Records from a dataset

Content starts

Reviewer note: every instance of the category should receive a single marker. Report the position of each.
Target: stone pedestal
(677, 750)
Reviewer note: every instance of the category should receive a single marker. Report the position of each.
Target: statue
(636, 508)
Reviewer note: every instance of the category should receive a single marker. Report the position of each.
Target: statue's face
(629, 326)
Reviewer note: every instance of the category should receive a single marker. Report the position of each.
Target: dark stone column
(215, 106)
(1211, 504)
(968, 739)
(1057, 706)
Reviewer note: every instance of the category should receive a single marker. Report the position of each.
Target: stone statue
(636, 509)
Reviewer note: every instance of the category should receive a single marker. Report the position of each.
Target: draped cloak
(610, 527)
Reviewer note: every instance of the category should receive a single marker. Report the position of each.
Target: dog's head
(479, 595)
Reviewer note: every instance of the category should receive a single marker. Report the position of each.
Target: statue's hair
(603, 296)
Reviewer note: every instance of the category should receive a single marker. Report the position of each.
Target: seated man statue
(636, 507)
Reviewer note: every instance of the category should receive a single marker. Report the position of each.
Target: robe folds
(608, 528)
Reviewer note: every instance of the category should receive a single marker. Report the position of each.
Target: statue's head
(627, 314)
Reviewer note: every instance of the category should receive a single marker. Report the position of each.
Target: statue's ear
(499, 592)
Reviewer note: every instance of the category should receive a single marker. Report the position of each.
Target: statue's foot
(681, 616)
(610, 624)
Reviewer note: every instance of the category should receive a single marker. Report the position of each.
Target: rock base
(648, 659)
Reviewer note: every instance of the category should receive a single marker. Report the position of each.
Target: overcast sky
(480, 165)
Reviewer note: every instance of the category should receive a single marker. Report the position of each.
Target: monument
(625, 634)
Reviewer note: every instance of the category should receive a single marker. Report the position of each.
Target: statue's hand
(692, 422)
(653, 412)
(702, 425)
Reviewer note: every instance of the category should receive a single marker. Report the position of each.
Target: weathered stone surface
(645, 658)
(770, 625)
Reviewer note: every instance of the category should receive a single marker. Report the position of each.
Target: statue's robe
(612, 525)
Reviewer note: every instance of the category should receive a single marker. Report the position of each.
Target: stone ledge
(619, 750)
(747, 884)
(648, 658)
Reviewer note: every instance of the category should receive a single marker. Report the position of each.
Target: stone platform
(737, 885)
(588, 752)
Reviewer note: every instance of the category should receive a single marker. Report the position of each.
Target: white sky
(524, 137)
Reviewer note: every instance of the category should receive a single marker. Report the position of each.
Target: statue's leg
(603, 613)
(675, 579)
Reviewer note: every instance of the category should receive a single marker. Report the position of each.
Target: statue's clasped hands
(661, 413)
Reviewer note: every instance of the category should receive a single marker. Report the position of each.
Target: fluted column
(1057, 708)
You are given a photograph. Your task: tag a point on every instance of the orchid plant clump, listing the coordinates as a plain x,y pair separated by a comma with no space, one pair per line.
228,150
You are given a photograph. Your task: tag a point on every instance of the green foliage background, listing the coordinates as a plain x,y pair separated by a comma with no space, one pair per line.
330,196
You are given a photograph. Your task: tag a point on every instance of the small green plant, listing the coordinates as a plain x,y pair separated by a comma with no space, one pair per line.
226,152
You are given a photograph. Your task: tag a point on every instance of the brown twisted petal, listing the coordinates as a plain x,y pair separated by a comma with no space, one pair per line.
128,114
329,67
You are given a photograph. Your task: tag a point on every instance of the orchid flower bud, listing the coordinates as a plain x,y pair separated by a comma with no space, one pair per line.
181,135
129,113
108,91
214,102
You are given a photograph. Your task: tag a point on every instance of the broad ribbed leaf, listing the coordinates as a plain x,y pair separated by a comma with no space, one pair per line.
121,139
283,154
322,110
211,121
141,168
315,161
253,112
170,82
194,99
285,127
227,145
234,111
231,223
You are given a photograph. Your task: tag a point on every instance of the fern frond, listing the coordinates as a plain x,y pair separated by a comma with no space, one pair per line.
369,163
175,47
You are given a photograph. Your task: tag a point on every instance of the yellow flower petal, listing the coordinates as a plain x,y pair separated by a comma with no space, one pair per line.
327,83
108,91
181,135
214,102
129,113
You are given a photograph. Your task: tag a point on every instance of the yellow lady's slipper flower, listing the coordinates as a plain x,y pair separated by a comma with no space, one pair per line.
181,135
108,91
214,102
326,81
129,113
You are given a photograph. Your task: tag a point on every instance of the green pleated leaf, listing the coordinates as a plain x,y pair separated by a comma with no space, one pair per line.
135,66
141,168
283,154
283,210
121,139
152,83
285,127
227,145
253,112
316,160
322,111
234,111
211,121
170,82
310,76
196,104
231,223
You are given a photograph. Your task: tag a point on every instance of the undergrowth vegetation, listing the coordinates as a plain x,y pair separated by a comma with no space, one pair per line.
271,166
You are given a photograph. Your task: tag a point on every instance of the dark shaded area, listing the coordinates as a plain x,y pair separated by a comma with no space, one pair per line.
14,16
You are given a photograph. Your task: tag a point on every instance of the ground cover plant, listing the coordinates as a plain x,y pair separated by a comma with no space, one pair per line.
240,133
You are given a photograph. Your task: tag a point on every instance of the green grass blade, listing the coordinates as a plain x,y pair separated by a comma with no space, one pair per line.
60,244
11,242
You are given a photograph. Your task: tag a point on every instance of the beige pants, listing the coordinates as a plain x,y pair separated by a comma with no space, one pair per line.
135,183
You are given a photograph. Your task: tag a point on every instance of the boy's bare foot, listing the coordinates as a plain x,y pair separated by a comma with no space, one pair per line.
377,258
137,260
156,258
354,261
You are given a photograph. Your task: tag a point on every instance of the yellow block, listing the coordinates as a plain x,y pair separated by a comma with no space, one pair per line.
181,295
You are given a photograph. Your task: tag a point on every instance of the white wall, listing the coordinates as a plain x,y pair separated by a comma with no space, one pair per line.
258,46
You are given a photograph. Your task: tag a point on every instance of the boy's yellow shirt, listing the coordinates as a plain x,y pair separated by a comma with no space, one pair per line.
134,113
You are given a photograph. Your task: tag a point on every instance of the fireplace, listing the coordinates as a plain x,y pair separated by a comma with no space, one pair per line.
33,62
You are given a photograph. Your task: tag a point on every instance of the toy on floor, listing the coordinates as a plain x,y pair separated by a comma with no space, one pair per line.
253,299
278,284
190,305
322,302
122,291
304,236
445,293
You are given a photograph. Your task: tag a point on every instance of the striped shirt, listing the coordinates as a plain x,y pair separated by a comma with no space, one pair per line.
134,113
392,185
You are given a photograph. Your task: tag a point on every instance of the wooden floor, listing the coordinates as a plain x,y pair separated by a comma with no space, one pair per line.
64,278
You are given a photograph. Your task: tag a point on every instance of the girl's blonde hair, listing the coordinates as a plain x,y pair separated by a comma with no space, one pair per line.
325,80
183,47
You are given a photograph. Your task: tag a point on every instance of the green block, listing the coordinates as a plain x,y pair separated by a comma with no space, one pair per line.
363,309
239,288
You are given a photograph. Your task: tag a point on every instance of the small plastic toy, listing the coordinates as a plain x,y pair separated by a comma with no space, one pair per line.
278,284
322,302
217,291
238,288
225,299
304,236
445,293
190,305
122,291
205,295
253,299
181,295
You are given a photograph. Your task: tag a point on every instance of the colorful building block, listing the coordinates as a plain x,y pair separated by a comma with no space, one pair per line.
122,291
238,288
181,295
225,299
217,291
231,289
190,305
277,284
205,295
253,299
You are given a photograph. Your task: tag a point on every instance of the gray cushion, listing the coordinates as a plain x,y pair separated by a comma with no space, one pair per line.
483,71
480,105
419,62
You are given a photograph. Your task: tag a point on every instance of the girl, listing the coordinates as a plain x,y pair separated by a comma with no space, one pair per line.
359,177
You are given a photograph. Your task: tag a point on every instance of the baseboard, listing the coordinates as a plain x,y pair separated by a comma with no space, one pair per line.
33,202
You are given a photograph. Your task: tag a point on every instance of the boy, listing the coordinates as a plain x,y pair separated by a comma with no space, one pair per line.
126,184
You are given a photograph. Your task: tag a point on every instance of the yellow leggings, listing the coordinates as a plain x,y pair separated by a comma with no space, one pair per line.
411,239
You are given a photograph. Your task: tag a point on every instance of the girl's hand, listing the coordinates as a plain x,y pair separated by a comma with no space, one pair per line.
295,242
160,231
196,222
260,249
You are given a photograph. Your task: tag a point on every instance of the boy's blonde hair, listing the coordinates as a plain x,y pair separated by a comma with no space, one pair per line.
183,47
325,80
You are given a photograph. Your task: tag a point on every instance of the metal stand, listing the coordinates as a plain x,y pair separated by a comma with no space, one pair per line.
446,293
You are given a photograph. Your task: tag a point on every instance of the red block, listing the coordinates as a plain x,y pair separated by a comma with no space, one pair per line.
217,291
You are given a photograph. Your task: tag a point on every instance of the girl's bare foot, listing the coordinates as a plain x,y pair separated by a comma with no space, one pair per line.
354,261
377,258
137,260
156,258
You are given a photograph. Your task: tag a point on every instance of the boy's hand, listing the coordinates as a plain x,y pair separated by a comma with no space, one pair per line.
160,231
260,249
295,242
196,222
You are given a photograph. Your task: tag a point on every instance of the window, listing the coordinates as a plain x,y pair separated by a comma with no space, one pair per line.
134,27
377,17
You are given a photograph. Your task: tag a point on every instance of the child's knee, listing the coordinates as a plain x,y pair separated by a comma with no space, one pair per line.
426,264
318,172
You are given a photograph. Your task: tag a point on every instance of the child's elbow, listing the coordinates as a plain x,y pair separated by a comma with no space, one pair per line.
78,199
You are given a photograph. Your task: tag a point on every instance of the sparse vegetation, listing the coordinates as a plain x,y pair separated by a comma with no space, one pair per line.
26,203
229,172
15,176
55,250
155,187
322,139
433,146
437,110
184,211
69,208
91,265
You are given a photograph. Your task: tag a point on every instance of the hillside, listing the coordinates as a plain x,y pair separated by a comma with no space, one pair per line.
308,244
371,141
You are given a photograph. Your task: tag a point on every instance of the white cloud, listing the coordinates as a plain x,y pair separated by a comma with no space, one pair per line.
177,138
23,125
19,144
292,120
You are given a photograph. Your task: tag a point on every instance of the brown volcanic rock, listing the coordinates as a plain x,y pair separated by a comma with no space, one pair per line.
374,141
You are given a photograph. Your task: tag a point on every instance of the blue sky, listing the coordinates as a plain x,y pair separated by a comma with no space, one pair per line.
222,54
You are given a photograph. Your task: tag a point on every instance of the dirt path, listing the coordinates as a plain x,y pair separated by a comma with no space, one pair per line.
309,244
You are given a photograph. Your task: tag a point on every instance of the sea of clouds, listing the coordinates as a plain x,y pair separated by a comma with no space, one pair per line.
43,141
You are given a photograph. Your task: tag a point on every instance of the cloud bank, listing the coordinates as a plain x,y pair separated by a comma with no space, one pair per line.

Content ends

◆ **Task statement**
The line containing "of clouds, listing" and all lines after it, to the end of the records, are to be output exactly and alone.

◆ **Output of the task**
You are given a photograph. Your task: tag a point on every instance of the sea of clouds, listing the coordinates as a plain x,y pair separated by a comma with no space, one pair per line.
43,141
You are given a photograph. Your task: tag a point on every instance of the cloud bank, listing the coordinates as a plain x,y pair separated by a comma with no space, one pair per line.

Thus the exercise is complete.